**Task:** Copy out the lines of the entries verbatim, starting at the line that contains "the dirt roadside" and ending at the line that contains "98 151 109 187", both ends included.

**Task material:**

--------------------------------

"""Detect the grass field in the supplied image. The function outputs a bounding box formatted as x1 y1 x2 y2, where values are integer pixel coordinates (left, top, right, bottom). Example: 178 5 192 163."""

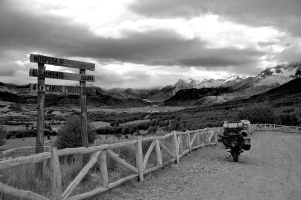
1 136 56 149
91 121 110 128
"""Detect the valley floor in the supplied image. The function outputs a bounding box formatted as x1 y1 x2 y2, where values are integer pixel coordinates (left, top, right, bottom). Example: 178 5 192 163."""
93 132 301 200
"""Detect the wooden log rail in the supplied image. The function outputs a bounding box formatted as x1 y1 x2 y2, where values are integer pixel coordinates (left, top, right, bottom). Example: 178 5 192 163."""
0 128 223 200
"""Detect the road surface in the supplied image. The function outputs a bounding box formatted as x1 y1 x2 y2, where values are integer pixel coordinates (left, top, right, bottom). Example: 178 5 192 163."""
98 132 301 200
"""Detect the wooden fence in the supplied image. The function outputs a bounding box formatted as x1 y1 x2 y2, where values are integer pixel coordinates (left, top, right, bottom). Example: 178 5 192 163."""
0 128 223 200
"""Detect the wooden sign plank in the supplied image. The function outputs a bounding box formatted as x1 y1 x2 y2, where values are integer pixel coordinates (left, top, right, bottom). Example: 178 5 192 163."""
29 68 95 82
29 83 98 94
29 54 95 71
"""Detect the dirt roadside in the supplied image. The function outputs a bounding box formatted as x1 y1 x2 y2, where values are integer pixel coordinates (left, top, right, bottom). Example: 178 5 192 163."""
98 132 301 200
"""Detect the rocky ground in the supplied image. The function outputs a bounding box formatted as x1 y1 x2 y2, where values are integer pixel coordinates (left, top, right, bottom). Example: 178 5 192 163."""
95 132 301 200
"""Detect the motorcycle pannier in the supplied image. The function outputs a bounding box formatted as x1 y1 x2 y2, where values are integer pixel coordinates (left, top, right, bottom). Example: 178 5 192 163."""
223 122 243 128
241 138 251 151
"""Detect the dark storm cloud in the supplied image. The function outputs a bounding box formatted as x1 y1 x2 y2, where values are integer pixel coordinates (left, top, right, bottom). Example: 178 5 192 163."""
178 48 264 67
0 2 261 72
129 0 301 36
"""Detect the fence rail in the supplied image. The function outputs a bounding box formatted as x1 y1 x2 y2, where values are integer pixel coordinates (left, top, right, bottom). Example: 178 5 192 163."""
0 124 301 200
0 128 223 200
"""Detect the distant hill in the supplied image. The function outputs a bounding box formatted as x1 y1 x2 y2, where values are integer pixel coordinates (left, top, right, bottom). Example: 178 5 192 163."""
248 78 301 105
0 84 150 107
164 87 232 106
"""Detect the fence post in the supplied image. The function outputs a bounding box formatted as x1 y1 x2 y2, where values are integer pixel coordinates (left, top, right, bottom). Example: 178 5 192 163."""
214 129 218 144
173 131 180 164
49 147 62 200
206 127 210 147
187 130 191 154
155 140 162 166
136 136 143 182
98 151 109 187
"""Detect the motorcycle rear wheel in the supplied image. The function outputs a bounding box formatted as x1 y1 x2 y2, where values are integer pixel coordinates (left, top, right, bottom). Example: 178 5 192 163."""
232 151 238 162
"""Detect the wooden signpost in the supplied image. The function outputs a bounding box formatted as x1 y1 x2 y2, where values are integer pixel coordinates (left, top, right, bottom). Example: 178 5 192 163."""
29 54 96 177
29 83 98 94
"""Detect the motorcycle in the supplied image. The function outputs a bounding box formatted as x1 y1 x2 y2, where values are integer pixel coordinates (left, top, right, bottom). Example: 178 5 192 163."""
220 122 251 162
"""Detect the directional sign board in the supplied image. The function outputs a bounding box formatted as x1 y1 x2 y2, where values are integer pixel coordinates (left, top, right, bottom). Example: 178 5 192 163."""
30 54 95 71
29 83 98 94
29 68 95 82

--------------------------------

**The response:**
"""Detect the dirt roadside in the supplied image. The function outputs a bounding box formatted as x1 y1 x2 y2, where values are integer pixel coordinates (left, top, right, bottom). Example: 178 5 192 163."""
98 132 301 200
"""Detect the rocky ground in the supplied image. The function outputs a bounding box formatted as x1 y1 x2 y2, where values are integer pixel coordinates (left, top, right, bottom). Example: 178 5 192 163."""
95 132 301 200
"""Detect the motorcycle pannier in the supplied image. The function outputs a bounding box formatted as x1 y1 x2 y2, where values are integer pixel coordinates (left, top, right, bottom). Example: 178 5 192 163."""
223 122 243 128
241 138 251 151
"""Detect the dark storm cloud in the supplied image. The function outputs a bounding box formatted as x1 y1 x2 y2, where values are integer pixel coordinates (left, top, right, bottom). Example: 178 5 192 163."""
178 48 264 67
0 2 261 72
129 0 301 36
"""Detect the fence rail in the supplied image. The function outputs a bounding box formatted as x1 y1 x2 y2, where values are integer pixel coordinates (left, top, right, bottom). Example: 178 5 192 163."""
0 124 301 200
0 128 223 200
"""Detect the distant hill in the supplied image. The function outputs a bounding box formatted as x1 y1 x2 y2, where values are integer pixel coordinates (left, top, right, bottom). Example: 178 5 192 163."""
248 78 301 105
0 84 150 107
164 87 232 106
"""Detect the fence post in the supplied image. The function outputs a bounding box formatted as x1 y1 x2 y2, where values are integer pixel coordinates (left, top, right, bottom). Example: 178 5 192 163."""
214 129 218 144
173 131 180 164
49 147 62 200
206 127 210 147
187 130 191 154
155 140 162 166
136 136 143 182
98 151 109 187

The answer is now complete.